• Aim of the task
Your task is to transcribe the records exactly, skipping every image.

Source data
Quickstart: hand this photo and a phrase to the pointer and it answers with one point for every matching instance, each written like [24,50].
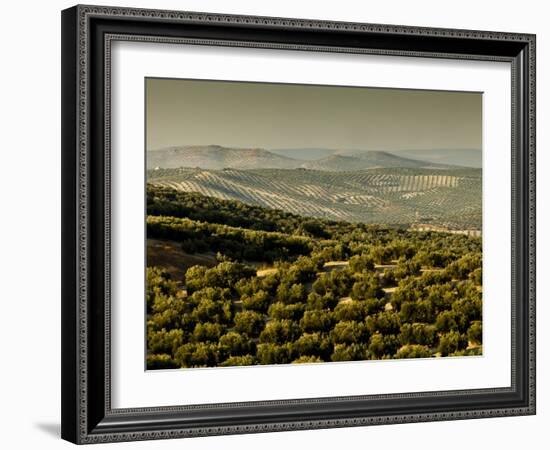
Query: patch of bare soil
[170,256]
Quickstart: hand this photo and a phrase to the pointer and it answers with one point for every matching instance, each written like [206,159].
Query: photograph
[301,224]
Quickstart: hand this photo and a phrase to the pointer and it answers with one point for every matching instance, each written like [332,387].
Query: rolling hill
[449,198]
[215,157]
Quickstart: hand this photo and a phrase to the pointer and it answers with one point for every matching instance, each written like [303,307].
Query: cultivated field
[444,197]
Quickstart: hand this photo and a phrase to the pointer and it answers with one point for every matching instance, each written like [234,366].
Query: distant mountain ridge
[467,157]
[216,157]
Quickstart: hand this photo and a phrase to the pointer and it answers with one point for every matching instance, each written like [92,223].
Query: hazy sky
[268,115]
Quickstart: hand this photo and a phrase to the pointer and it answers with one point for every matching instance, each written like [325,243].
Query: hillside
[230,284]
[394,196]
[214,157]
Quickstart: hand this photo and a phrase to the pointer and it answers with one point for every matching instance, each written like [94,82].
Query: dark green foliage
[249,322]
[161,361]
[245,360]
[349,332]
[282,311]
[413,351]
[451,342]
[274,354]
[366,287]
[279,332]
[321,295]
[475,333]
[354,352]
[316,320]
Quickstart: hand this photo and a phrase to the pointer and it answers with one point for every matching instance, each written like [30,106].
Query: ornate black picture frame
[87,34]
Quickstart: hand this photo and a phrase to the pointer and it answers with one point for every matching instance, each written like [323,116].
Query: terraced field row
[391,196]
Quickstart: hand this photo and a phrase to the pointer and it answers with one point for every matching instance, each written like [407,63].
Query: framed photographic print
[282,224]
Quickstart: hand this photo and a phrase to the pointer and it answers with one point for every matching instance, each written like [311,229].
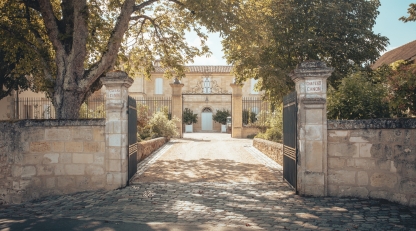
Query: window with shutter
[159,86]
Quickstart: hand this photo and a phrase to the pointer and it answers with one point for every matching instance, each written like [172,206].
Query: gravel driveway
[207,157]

• Correct answer
Quickstart: hand this photo and a phrase to the pointer and it answers with one point for every matching instance, each written like [24,50].
Query: patch of bare soil
[170,256]
Quickstart: hand this photo and a phrase to the pointer and it answers with one point for every matching instance, each written like [206,159].
Query: photograph
[301,224]
Quickstart: hand this photo and a phrase to the pointer and it answers with one point for every matching instance, each written like [332,387].
Query: rolling hill
[449,198]
[215,157]
Quickstart: hand this photo and a phrase to the pointer and it answers with one point for every matching instance, each written like [303,307].
Query: cultivated field
[444,197]
Quickstart: hand this photo and a phrase to the pointer and it answers with one point for every matching instance, each written like [234,366].
Query: distant mountain ridge
[467,157]
[216,157]
Quickstart: hand this photo and a phrase to the pointer and it answers with one point for every matching instance, each written like [92,223].
Query: hazy sky
[268,115]
Quickstart: hand this photo and a phrase to the pointer and it answers with one point for every matching instance, each written like [325,243].
Query: hillside
[230,284]
[394,196]
[214,157]
Quickstart: hand this photo and a phrase to the pointer and it answers with one point for every matching instance, each written like [94,82].
Query: dark green foliage
[249,322]
[161,361]
[245,360]
[349,332]
[282,311]
[413,351]
[451,342]
[274,354]
[366,287]
[279,332]
[321,295]
[475,333]
[354,352]
[316,320]
Quickstart: hand this photo and a phrase to the pointer and it answers with one point for every matching instance, each written like [30,106].
Query: ornate black picture frame
[87,34]
Quickstart: hand this photo and a phrase to the pointer and it answers with one point for every matching instance, each written like [323,116].
Query: terraced field row
[391,196]
Quickstart: hand this photo and a phrase to the pointer and it answers with one point for every matching instance, each written like [407,63].
Query: framed photographic print
[282,224]
Quickstart: hand this photo and a phrase to the pointer and it answers with one point for every matching instance, each written like [311,229].
Query: window with shutter
[159,86]
Quickstart: hand this photo and a phrase to the pointer and it answers with one point for every matching instance, each written like [172,206].
Query: gravel driveway
[207,157]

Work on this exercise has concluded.